+++ TEXTO DE ORIGEM +++

1.      Funcionários — Assédio moral — Denúncia de factos no âmbito do artigo 12.°‑A e no âmbito do artigo 22.°‑A do Estatuto — Requisitos — Boa‑fé do funcionário — Fatores a tomar em consideração — Observância dos requisitos enunciados nas disposições acima referidas — Cumprimento das restantes obrigações estatutárias

(Estatuto dos Funcionários, artigos 11.°, 12.°‑A e 22.°‑A)

2.      Funcionários — Assédio moral — Conceito — Comportamento destinado a desacreditar o interessado ou a degradar as suas condições de trabalho — Exigência de um caráter intencional do comportamento — Autor do assédio que agiu sob pressão de um membro da instituição — Irrelevância

(Estatuto dos Funcionários, artigos 12.°‑A e 22.°‑A)

3.      Funcionários — Assédio moral — Artigo 12.°‑A do Estatuto — Vítima de assédio — Proteção especial

4.      Funcionários — Funcionário que dá o alerta — Artigo 22.°‑A do Estatuto — Denúncia de factos no âmbito do artigo 12.°‑A do Estatuto — Apreciação dos factos — Fatores a ter em consideração

1.      É facto assente que, tanto no caso do funcionário que se considera vítima de assédio na aceção do artigo 12.°‑A do Estatuto como no caso do funcionário que, ao abrigo do artigo 22.°‑A do Estatuto, alerta a hierarquia da sua instituição ou diretamente o Organismo Europeu de Luta Antifraude sobre factos constitutivos de assédio ou sobre outros factos que podem levar a presumir uma atividade ilegal eventualmente prejudicial para os interesses da União na aceção destas duas disposições, os factos denunciados devem em qualquer caso ser comunicados à instituição em causa com respeito pelas obrigações de ordem geral que figuram nos artigos 11.° e 12.° do Estatuto.

+++ ENTRADAS APRESENTADAS +++

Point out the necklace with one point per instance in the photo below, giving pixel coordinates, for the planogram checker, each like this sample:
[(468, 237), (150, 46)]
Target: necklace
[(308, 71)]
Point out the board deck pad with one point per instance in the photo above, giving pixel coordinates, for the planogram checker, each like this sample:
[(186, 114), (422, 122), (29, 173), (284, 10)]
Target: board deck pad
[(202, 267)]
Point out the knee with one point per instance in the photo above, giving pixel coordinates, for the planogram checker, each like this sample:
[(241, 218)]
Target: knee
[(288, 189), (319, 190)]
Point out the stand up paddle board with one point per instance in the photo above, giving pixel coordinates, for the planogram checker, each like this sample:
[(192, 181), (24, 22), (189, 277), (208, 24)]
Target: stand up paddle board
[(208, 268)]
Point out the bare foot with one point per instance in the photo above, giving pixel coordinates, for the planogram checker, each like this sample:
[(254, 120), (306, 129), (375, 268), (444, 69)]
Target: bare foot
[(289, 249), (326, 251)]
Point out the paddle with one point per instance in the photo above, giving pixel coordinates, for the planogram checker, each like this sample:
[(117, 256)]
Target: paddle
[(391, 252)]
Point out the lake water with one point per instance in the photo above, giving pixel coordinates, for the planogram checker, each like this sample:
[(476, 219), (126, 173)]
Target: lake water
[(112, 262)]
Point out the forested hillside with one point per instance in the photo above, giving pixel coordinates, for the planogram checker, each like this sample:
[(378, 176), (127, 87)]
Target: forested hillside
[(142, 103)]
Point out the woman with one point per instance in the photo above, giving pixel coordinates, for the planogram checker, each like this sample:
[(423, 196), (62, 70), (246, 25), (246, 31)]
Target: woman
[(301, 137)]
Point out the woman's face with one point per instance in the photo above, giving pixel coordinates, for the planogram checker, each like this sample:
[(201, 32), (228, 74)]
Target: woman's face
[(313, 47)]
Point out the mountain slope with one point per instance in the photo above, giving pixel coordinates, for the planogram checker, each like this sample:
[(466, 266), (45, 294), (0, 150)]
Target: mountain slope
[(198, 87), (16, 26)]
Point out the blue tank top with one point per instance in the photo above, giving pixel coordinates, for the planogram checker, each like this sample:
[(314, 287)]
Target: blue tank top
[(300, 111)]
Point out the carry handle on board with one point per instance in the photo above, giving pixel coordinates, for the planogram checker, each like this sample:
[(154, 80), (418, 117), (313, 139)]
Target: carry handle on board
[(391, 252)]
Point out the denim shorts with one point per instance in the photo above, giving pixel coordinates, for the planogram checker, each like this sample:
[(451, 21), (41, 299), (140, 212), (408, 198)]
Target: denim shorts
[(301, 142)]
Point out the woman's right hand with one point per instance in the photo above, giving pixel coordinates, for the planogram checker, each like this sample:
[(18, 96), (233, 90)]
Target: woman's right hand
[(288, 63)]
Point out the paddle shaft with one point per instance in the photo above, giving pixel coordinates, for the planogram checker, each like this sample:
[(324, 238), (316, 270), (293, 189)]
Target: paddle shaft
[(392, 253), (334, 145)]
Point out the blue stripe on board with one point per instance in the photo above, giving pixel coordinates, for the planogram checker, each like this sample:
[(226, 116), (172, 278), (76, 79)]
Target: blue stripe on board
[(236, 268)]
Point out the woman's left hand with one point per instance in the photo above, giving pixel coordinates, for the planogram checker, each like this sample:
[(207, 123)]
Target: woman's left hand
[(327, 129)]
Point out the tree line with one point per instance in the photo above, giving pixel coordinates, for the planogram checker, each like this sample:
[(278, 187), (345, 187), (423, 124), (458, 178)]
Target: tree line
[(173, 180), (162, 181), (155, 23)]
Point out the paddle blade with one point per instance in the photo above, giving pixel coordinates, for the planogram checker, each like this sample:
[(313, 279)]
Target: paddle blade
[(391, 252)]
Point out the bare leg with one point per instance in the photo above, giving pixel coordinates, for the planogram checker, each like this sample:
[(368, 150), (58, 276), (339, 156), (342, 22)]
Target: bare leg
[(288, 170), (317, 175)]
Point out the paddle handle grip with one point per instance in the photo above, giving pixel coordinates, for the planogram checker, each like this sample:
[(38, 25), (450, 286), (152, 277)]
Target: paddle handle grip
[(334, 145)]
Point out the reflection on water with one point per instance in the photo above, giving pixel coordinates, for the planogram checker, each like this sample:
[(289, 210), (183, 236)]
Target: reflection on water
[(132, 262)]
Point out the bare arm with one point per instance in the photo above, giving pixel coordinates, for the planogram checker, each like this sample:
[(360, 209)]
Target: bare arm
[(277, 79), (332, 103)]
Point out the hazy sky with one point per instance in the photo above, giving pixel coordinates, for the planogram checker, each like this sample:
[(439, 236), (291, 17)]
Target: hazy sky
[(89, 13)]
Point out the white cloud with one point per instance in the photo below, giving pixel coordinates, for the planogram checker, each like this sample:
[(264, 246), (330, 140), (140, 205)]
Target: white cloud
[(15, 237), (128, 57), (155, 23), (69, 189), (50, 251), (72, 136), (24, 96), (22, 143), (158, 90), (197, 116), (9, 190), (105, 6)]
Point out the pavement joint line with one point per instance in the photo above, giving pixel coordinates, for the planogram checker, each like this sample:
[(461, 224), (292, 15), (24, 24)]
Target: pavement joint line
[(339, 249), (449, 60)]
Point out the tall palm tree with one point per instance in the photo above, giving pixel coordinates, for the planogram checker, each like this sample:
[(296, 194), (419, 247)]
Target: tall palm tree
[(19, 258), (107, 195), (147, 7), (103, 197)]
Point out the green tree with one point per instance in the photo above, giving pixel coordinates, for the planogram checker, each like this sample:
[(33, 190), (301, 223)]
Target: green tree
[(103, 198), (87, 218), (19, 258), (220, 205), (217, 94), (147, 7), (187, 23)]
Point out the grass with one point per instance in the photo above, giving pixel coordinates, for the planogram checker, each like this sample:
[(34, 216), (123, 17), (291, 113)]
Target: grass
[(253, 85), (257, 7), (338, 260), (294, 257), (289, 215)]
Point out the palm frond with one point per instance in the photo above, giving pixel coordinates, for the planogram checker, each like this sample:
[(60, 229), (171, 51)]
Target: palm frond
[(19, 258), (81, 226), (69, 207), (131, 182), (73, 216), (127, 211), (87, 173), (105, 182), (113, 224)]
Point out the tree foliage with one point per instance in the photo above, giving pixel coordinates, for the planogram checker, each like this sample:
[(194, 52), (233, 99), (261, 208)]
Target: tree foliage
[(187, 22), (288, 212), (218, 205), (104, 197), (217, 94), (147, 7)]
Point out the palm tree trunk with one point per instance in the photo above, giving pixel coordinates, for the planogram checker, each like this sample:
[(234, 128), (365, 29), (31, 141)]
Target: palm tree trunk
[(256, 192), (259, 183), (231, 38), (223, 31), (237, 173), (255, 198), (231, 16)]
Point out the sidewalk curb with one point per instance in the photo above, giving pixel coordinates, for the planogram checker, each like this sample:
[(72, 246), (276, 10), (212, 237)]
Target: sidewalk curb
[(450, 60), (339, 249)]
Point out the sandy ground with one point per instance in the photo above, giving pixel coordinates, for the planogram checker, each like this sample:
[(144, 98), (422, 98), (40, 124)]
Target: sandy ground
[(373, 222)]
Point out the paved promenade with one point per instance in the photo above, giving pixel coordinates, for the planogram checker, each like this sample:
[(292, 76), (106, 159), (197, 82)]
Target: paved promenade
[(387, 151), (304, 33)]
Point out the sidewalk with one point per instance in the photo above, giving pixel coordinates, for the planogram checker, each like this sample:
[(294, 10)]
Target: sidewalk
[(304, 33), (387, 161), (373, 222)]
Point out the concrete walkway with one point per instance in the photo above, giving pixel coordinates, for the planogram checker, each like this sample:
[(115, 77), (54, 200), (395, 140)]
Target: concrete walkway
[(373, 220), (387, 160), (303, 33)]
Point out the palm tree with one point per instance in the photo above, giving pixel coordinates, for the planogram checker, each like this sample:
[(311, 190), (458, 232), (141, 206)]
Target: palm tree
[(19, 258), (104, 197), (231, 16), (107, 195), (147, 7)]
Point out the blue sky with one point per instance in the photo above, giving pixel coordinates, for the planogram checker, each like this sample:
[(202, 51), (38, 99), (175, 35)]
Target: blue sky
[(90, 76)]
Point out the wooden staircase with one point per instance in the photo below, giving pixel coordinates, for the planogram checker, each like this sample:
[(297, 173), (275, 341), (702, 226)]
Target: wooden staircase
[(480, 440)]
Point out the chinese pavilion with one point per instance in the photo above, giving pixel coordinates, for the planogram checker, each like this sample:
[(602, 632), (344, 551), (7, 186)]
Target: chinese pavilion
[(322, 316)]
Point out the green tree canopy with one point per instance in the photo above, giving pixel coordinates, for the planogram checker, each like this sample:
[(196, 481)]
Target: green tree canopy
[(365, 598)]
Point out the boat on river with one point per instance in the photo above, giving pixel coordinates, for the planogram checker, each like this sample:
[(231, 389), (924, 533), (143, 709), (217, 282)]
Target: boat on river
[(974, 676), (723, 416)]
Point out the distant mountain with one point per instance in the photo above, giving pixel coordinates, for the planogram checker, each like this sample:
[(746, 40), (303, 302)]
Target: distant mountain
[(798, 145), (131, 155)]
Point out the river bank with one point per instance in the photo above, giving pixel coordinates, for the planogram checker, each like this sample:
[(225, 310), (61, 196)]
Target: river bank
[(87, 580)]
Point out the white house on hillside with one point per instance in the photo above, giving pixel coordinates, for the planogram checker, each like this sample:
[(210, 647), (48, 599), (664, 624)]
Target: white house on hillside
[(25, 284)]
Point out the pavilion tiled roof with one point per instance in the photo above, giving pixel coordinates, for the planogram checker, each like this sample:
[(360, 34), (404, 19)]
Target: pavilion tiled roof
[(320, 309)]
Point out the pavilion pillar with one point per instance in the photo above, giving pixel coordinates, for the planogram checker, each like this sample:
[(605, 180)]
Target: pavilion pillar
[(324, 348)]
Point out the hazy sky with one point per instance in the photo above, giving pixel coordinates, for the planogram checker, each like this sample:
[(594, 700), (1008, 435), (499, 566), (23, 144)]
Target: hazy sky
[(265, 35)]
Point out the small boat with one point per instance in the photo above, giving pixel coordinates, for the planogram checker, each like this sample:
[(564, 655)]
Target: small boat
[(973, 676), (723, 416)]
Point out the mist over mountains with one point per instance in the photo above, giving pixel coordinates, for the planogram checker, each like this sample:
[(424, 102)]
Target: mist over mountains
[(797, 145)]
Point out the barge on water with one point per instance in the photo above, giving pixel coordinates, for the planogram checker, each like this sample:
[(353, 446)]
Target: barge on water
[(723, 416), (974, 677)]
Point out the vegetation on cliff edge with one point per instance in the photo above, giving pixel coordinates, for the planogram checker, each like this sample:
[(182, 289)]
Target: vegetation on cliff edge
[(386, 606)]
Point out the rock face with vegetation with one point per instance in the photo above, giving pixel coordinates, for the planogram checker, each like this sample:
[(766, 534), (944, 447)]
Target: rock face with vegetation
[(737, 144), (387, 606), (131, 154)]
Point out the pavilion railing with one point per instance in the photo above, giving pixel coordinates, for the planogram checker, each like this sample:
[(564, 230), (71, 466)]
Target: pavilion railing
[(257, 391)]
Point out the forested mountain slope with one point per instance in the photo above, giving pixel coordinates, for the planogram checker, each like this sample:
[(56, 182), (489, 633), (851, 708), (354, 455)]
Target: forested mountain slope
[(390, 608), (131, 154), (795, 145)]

+++

* _PROBLEMA_:
Traduza para inglês esta frase do texto de origem: "É facto assente que, tanto no caso do funcionário que se considera vítima de assédio na aceção do artigo 12.°‑A do Estatuto como no caso do funcionário que, ao abrigo do artigo 22.°‑A do Estatuto, alerta a hierarquia da sua instituição ou diretamente o Organismo Europeu de Luta Antifraude sobre factos constitutivos de assédio ou sobre outros factos que podem levar a presumir uma atividade ilegal eventualmente prejudicial para os interesses da União na aceção destas duas disposições, os factos denunciados devem em qualquer caso ser comunicados à instituição em causa com respeito pelas obrigações de ordem geral que figuram nos artigos 11.° e 12.° do Estatuto." Os itens são um material à parte, sem ligação ao texto de origem.

* _RESPOSTA AO EXERCÍCIO_:
It is settled that, both in the case of an official who considers themselves a victim of harassment within the meaning of Article 12a of the Staff Regulations and in the case of an official who, under Article 22a of the Staff Regulations, alerts the hierarchy of their institution or the European Anti-Fraud Office directly to facts constituting harassment or to other facts that may give rise to a presumption of illegal activity possibly detrimental to the interests of the Union within the meaning of those two provisions, the facts reported must in any event be communicated to the institution concerned in compliance with the general obligations set out in Articles 11 and 12 of the Staff Regulations.